* _TO DO_
**A.** Answer these questions using the tomography text, each on its own line with the same label:
(i) How many entries does the final matrix have in total?
(ii) Which toolbox does TomoPy integrate with for fast GPU implementations?
(iii) Which TomoPy implementation was used to reconstruct the scanned 3d print?
**B.** Summarize the tomography text in two sentences.
**C.** Carry on the tomography text from its final sentence.

* _EXTRACTED TEXT_
· · · · · · ·

I bump up the pixel count for the polar projections so that the resampling doesn't lose as much
information. Thus the final matrix that performs all three of these operations at once has
$$2 \cdot 64^2$$ rows and $$32^2$$ columns, for a total of 8,388,608 entries. (I could chop this in
half if I didn't bother computing the imaginary part of the sinogram. It should be zero but it's a
nice sanity check.)


## TomoPy

Ultimately there are a lot more algorithms out there than I care to implement myself. Thanks to the
people behind [TomoPy](https://tomopy.readthedocs.io/en/latest/), I don't have to. It's a library of
tomographic imaging algorithms exposed through Python. It's decently documented, and the
[code](https://github.com/tomopy/tomopy) is open source. It also integrates with
[ASTRA](https://www.astra-toolbox.com/) which has some blazing fast GPU implementations.

I scanned a 3d print that I made in [How to Make (almost)
Anything](http://fab.cba.mit.edu/classes/863.18/CBA/people/erik/04_3d_printing_scanning/) last
semester.

![3d print](assets/img/project_3d_print.jpg)

I reconstructed it using TomoPy's gridrec implementation.

· · · · · · ·

* _SOURCE MATERIAL_
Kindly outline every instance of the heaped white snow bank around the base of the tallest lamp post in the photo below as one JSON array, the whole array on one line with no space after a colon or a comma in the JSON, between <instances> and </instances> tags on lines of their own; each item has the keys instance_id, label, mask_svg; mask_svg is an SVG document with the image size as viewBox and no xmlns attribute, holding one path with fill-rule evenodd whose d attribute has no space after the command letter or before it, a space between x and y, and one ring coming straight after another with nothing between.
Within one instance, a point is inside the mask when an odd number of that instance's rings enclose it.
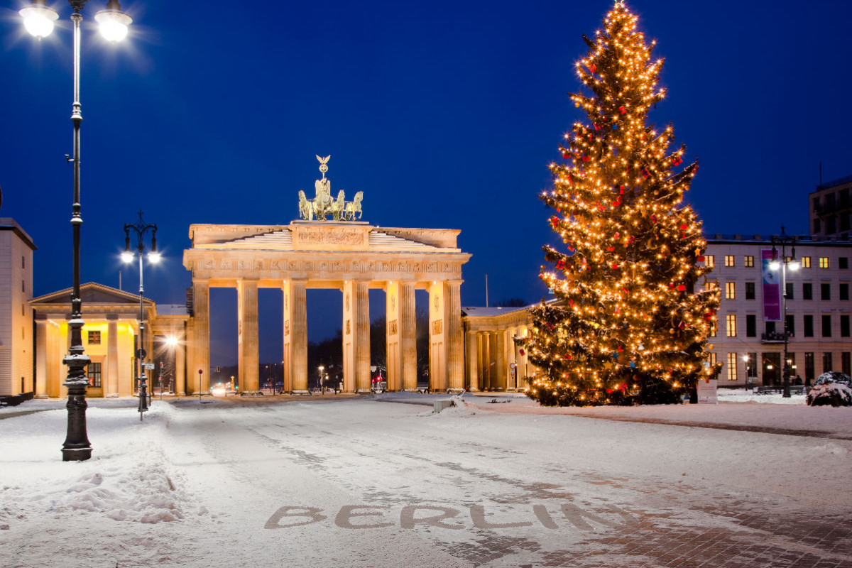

· · · · · · ·

* _TASK-BY-TASK ANSWERS_
**A.**
(i) 8,388,608
(ii) ASTRA
(iii) gridrec

**B.** The pixel count of the polar projections is increased so that resampling loses less information, which gives the final matrix 2·64² rows and 32² columns, or 8,388,608 entries. TomoPy is an open-source Python library of tomographic imaging algorithms that integrates with ASTRA, and its gridrec implementation was used to reconstruct a scanned 3d print made in How to Make (almost) Anything.

**C.**
![3d print](assets/img/project_3d_print_reconstruction.jpg)

The results aren't that great, so evidently the settings will require some tweaking. Ultimately I'd
like to set up an easy to use TomoPy/ASTRA toolchain to use with CBA's CT scanner; this is just a
first test.

In particular, TomoPy is designed for parallel beam scans, not cone beam scans. In 2D it's not hard
to manipulate fan beam data into a format that parallel beam algorithms can understand, since every
line in a fan beam is a line in some other parallel beam. But this doesn't work in 3D since there's
only one horizontal plane in which the cone beam rays are aligned with the parallel beam rays.
Luckily ASTRA supports cone beams, so once I have that integration figured out we should be able to
get proper reconstructions.